■ Requirements: Reproduce each of the following items line for line, without changing anything.

Source records
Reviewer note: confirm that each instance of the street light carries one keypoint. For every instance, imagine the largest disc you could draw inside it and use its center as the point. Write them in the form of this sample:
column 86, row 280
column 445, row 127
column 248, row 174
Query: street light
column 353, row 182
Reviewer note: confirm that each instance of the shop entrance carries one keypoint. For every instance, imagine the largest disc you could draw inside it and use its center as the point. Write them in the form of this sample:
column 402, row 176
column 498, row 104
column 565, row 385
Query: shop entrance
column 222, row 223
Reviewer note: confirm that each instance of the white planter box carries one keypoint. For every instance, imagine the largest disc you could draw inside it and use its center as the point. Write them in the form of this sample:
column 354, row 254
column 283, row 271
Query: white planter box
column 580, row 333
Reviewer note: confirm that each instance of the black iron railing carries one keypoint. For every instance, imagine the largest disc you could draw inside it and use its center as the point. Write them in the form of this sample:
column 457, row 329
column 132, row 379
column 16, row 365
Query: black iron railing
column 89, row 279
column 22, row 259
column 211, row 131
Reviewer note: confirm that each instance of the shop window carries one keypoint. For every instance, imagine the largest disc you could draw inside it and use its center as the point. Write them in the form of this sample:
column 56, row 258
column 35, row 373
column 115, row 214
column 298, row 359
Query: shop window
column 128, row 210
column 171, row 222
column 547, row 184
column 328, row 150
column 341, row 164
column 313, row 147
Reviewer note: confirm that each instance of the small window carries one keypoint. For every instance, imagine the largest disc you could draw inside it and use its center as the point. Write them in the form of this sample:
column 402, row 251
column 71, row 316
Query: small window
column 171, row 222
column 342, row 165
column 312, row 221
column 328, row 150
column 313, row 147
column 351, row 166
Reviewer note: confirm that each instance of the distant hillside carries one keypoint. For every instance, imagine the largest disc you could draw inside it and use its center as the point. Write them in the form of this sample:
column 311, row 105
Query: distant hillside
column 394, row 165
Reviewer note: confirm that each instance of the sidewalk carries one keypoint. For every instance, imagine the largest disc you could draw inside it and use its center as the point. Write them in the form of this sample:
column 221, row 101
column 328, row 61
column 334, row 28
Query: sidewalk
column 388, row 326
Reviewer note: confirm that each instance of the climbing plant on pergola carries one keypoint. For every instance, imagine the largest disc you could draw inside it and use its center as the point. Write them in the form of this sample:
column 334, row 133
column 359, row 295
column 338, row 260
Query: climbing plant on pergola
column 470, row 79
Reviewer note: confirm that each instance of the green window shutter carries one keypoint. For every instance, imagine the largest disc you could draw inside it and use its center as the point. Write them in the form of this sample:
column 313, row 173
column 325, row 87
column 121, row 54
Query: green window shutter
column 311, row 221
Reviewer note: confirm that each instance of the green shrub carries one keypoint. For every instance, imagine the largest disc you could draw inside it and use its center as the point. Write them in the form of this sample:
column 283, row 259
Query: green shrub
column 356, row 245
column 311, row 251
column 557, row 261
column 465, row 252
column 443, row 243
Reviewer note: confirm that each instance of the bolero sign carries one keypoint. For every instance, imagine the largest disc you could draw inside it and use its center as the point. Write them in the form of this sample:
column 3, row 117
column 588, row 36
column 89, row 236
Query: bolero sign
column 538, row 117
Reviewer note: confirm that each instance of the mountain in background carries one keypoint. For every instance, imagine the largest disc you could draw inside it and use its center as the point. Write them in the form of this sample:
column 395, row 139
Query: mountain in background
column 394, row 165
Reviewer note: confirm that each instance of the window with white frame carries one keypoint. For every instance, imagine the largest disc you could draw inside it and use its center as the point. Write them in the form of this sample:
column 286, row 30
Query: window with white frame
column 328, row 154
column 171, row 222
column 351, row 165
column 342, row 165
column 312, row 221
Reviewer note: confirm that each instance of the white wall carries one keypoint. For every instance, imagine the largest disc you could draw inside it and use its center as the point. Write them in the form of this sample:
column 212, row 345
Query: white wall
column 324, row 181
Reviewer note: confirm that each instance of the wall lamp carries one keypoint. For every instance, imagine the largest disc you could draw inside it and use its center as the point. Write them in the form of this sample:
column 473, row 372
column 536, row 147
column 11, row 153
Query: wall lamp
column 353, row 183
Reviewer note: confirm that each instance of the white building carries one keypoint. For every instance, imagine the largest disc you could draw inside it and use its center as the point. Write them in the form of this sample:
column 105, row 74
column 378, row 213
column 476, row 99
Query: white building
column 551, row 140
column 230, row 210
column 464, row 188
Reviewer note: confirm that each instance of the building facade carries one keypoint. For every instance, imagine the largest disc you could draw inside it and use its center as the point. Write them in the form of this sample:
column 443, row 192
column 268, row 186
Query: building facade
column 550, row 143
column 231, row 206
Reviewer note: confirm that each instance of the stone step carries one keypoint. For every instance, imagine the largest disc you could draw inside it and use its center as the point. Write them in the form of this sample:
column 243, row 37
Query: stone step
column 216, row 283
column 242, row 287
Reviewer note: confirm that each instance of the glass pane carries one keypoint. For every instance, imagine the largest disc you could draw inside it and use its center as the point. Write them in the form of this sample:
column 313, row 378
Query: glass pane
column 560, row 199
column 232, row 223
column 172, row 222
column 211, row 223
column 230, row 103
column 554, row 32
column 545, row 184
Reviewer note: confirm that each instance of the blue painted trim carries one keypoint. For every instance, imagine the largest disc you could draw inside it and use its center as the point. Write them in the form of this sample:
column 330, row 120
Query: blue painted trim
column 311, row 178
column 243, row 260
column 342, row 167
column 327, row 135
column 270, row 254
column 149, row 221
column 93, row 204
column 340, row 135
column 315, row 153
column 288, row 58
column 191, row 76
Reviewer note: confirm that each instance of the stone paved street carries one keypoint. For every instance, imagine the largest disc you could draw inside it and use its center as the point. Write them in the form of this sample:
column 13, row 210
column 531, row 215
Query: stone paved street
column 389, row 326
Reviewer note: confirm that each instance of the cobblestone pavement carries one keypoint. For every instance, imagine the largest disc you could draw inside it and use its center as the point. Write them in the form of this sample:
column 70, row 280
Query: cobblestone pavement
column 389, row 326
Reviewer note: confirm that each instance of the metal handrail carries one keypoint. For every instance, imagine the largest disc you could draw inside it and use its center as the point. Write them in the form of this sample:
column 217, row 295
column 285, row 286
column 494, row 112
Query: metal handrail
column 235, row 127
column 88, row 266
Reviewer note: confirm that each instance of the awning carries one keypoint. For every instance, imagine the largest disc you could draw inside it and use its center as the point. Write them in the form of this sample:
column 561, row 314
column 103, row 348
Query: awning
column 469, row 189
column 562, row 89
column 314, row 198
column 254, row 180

■ Output for this exercise:
Reviewer note: confirm that each instance of the street light carries one keypoint. For every instance, imagine the largest disc you could draw inside it and use its center as the point. Write them in the form of this sample:
column 86, row 280
column 445, row 127
column 248, row 174
Query: street light
column 353, row 182
Reviewer note: confirm that each instance of the shop entrance carries one keypoint. For every instance, imagine the largest disc you could draw inside it and use its center as the point. Write them in the form of this sample:
column 402, row 176
column 498, row 104
column 565, row 385
Query: shop entrance
column 222, row 223
Reviewer note: confirm that each instance of the white planter box carries one keypoint. For every instance, imagine the largest disc you could draw inside it and use its center as the point. Write them in the form of this sample:
column 354, row 254
column 283, row 271
Query: white planter box
column 580, row 333
Reviewer note: confirm that each instance of the black iron railing carries one keypoint. For every instance, imagine the largest disc you could draw inside it and use its center as the point. Write them in the form of this sample:
column 457, row 329
column 132, row 379
column 16, row 365
Query: black iron railing
column 89, row 279
column 22, row 259
column 211, row 131
Reviewer note: confirm that each instance of the shop window carries one keypoint. For every instance, imagine the largest disc you could draw inside it and use its center as the point. Write them in the form of this sample:
column 56, row 258
column 35, row 373
column 115, row 214
column 298, row 359
Query: shop window
column 128, row 210
column 171, row 222
column 547, row 184
column 328, row 150
column 341, row 164
column 313, row 147
Reviewer note: confirm that each instance of the small window carries one keypoint. For every instance, imagine the largest disc you could draw inside it and use its center as the point. Write them in the form of this sample:
column 402, row 251
column 71, row 316
Query: small window
column 171, row 222
column 342, row 165
column 312, row 221
column 328, row 150
column 313, row 147
column 351, row 166
Reviewer note: confirm that each instance of the distant hillside carries one keypoint. For every instance, imagine the largest disc you could draw inside it and use its center as the point. Write them in the form of this sample:
column 311, row 105
Query: distant hillside
column 394, row 165
Reviewer note: confirm that each instance of the sidewalk carries one keypoint. For every instance, imagine the largest disc you could draw inside it and use its center as the point. Write them in the form of this sample:
column 221, row 101
column 328, row 61
column 334, row 28
Query: sidewalk
column 388, row 326
Reviewer note: confirm that each instance of the climbing plant on pergola carries one keypoint. For every instance, imagine the largest disc you could draw inside it and use its center as the point. Write them in the form of this sample:
column 334, row 133
column 359, row 295
column 338, row 260
Query: climbing plant on pergola
column 470, row 79
Reviewer note: confirm that each instance of the green window shutter carries one keypoint. For every instance, imagine the largest disc you could draw inside it and use its center as the point. Write them in the form of this sample:
column 313, row 173
column 325, row 87
column 121, row 54
Query: green window shutter
column 311, row 221
Reviewer note: confirm that each instance of the green shrub carries one keypoint. For every instance, imagine the largest disc you could draw inside it and use its center as the point. Write them in the form of this sample:
column 283, row 259
Query: green shrub
column 356, row 245
column 311, row 251
column 557, row 261
column 465, row 252
column 443, row 243
Reviewer note: confirm that each instance of the bolero sign carries one keypoint. For every instance, imagine the largest disc you could draw inside it and use its center as the point. Write them in the form of this sample:
column 3, row 117
column 588, row 36
column 89, row 236
Query: bolero sign
column 538, row 117
Reviewer note: confirm that each instance of the mountain in background carries one keypoint. For every instance, imagine the largest disc you could draw inside it and use its center as the point. Write them in the form of this sample:
column 395, row 139
Query: mountain in background
column 394, row 165
Reviewer note: confirm that each instance of the window with white frame carries one keypoint. For every instance, imagine the largest disc you could draw inside it and use its center as the point. Write them in the form of this sample:
column 286, row 30
Query: window with white frame
column 328, row 154
column 171, row 222
column 351, row 165
column 342, row 165
column 312, row 221
Reviewer note: confirm that each instance of the white wall carries one keypoint. For every instance, imagine the largest disc you could draw inside it and use its center as the point. Write them in the form of this sample:
column 212, row 345
Query: white wall
column 324, row 181
Reviewer note: confirm that each instance of the wall lamp carries one keypoint. For every instance, imagine the largest disc you could draw inside it and use its center as the point. Write them in the form of this sample:
column 473, row 372
column 536, row 147
column 11, row 153
Query: wall lamp
column 353, row 183
Reviewer note: confirm that each instance of the white building carries one keypoint. For every instance, imagine the largest disc you could draw inside it and use its center as the point. Write them in the form of this sample:
column 105, row 74
column 378, row 213
column 476, row 99
Query: white building
column 551, row 140
column 230, row 210
column 464, row 188
Reviewer note: confirm that each instance of the building facade carries one keypoint. For every instance, imagine the largest disc you could draw inside it and use its center as the point. Write them in the form of this sample:
column 443, row 192
column 268, row 186
Query: building facade
column 550, row 143
column 231, row 206
Reviewer note: confirm that each instance of the stone step carries one keypoint. For every instance, imagine the largest disc you could draw inside it and use its center as the point. Write them in the form of this sample:
column 243, row 37
Query: stone step
column 216, row 283
column 242, row 287
Reviewer note: confirm that each instance of the glass pane carries one keypoint. For every instance, imagine the largest disc you could draw inside it and use its center as the point. Write them in the form of this sample:
column 313, row 378
Query: glass pane
column 560, row 199
column 232, row 223
column 172, row 222
column 211, row 223
column 230, row 103
column 554, row 32
column 545, row 184
Reviewer note: confirm that each instance of the blue painted trim carries one keypoint. For every instance, imagine the largest disc you could draw inside it and use its center as the point. Write them in the form of this sample:
column 330, row 120
Query: blue painted trim
column 311, row 178
column 243, row 260
column 342, row 167
column 327, row 135
column 270, row 254
column 149, row 221
column 93, row 204
column 340, row 135
column 315, row 153
column 288, row 58
column 191, row 76
Reviewer note: confirm that each instance of the stone paved street carries one keypoint. For every instance, imagine the largest disc you could draw inside it and use its center as the point. Write them in the form of this sample:
column 13, row 210
column 531, row 215
Query: stone paved street
column 389, row 326
Reviewer note: confirm that each instance of the cobblestone pavement carries one keypoint. For every instance, imagine the largest disc you could draw inside it and use its center as the point. Write them in the form of this sample:
column 70, row 280
Query: cobblestone pavement
column 389, row 326
Reviewer note: confirm that each instance of the metal handrail carries one keypoint. For every instance, imagine the largest disc you could draw inside it and use its center as the point. Write them in the form of this sample:
column 217, row 295
column 285, row 286
column 494, row 112
Query: metal handrail
column 235, row 127
column 88, row 266
Reviewer note: confirm that each instance of the awning carries one keypoint. For every instance, imagine the largest disc you could draw inside it and use its center as the point. Write them in the form of this sample:
column 561, row 314
column 103, row 348
Query: awning
column 469, row 189
column 562, row 89
column 314, row 198
column 254, row 180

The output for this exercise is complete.